Stated exercise | Please resize the listing below from the line with "Detect the white" to the line with "top-left (134, 121), bottom-right (371, 638)", both included, giving back only those lines, requests too, with every coordinate in the answers multiplied by 0.4 and rounded to a whole number, halves rounding up. Leave the numbers in the requests and their format samples unchanged.

Data for processing |
* Begin *
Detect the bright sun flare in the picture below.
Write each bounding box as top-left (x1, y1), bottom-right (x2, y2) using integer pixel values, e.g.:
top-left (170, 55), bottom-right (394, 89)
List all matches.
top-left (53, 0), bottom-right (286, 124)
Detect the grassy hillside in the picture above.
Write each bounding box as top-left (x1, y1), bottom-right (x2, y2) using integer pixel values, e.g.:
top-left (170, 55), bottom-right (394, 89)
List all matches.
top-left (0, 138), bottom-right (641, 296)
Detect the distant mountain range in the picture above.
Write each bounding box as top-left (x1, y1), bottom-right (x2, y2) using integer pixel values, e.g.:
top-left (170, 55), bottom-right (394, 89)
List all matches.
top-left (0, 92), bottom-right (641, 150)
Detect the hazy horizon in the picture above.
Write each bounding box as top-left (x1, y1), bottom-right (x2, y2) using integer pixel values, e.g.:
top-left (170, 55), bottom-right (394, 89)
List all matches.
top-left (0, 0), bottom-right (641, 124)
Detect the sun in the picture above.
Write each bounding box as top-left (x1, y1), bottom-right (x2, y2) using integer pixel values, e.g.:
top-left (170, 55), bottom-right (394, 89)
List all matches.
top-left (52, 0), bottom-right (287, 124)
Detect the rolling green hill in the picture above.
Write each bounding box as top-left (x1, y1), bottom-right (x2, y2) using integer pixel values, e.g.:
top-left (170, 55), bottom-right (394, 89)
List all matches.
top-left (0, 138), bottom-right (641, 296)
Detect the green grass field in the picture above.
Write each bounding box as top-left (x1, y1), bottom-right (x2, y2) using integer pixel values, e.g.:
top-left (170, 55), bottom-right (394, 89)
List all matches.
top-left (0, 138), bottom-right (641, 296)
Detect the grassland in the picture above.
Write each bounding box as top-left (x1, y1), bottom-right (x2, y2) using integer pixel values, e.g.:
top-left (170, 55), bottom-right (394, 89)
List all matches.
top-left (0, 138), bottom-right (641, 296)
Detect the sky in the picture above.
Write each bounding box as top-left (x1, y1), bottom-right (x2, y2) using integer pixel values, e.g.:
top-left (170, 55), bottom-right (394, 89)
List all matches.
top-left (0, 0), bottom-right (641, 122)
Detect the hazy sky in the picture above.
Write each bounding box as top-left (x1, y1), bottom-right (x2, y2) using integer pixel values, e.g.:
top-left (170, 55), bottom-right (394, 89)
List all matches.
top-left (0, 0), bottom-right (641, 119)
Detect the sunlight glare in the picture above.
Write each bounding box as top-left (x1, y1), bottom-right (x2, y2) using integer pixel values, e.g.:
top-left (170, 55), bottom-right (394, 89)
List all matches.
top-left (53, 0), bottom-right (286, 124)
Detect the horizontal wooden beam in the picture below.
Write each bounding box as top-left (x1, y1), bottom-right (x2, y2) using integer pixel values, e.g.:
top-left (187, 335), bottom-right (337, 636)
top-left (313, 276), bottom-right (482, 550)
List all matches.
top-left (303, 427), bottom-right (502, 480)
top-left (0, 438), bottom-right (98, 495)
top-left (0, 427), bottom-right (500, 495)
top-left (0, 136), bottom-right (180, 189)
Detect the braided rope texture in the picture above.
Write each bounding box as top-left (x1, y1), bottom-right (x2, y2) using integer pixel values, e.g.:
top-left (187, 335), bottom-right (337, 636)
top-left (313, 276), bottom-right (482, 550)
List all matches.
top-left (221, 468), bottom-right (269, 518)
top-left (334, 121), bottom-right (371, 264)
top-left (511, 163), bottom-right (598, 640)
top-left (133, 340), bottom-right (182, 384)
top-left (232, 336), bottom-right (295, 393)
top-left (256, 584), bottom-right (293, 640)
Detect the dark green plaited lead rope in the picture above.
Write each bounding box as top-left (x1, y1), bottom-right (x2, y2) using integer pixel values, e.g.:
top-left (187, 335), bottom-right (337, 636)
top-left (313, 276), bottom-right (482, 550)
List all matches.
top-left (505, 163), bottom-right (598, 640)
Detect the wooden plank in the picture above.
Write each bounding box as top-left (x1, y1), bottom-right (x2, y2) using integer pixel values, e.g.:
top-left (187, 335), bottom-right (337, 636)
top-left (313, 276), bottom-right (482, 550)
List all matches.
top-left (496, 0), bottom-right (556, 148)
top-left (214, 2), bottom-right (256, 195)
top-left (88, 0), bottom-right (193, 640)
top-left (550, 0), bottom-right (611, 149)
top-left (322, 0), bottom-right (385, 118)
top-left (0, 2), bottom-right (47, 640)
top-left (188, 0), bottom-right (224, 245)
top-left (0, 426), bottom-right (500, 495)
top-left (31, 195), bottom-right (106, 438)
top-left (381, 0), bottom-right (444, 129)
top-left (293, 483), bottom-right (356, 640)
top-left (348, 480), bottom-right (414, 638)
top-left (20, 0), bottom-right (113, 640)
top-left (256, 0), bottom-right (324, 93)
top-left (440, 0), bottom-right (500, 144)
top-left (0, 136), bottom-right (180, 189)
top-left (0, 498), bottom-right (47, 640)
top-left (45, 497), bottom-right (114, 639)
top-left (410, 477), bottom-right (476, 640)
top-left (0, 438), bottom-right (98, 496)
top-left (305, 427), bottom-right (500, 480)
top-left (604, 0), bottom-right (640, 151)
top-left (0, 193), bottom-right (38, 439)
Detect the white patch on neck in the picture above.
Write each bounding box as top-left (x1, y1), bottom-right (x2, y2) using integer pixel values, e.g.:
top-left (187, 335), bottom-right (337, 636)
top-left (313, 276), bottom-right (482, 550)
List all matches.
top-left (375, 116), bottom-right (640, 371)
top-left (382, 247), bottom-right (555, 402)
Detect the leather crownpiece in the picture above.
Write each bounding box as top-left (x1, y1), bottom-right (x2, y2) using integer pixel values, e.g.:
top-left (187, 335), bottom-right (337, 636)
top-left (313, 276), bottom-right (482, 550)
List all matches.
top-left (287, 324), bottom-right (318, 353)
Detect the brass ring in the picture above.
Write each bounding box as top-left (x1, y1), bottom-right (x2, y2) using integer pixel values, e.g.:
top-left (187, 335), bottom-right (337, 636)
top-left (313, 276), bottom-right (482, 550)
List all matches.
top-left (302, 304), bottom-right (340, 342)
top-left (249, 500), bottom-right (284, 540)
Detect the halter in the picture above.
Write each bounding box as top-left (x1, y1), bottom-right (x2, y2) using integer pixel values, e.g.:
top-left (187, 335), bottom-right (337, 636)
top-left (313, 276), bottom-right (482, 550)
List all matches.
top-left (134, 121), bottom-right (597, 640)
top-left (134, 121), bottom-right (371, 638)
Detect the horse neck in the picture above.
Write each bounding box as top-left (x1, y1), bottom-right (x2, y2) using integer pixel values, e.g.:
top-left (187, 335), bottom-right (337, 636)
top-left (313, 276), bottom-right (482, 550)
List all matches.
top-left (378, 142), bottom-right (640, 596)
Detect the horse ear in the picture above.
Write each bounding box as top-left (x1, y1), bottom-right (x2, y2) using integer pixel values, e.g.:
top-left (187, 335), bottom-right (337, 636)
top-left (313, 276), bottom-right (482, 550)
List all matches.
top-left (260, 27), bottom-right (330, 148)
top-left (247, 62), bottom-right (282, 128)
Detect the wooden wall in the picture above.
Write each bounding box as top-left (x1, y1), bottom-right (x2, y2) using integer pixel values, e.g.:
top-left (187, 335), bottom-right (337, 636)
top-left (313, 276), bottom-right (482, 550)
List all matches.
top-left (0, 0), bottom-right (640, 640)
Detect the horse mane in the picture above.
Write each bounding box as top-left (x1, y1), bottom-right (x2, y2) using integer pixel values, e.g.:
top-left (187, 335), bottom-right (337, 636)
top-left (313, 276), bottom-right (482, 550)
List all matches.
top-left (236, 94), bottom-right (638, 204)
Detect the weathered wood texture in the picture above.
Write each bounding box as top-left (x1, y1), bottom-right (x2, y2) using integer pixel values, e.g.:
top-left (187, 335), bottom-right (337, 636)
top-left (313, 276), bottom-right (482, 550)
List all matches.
* End *
The reply |
Detect the white patch on neck in the picture above.
Write each bounding box as top-left (x1, y1), bottom-right (x2, y2) using integer pixel values, e.g.:
top-left (187, 335), bottom-right (337, 636)
top-left (313, 276), bottom-right (482, 550)
List all matches.
top-left (150, 46), bottom-right (256, 148)
top-left (153, 99), bottom-right (222, 161)
Detect the leather crownpiece in the picture above.
Write each bounding box as top-left (x1, y1), bottom-right (x2, y2) using integer pixel values, e.g.:
top-left (187, 335), bottom-right (337, 636)
top-left (313, 276), bottom-right (482, 550)
List all matches.
top-left (115, 130), bottom-right (127, 141)
Detect the brass ring in the picture above.
Write each bounding box as top-left (x1, y1), bottom-right (x2, y2) using integer pixel values, e.g.:
top-left (187, 335), bottom-right (337, 636)
top-left (313, 276), bottom-right (482, 550)
List all matches.
top-left (121, 122), bottom-right (136, 137)
top-left (100, 200), bottom-right (114, 216)
Detect the halter in the picture above.
Write each bounding box as top-left (x1, y1), bottom-right (x2, y2) using integer pixel values, e.g.:
top-left (187, 335), bottom-right (337, 636)
top-left (313, 276), bottom-right (482, 550)
List all matches.
top-left (54, 48), bottom-right (239, 256)
top-left (54, 48), bottom-right (148, 255)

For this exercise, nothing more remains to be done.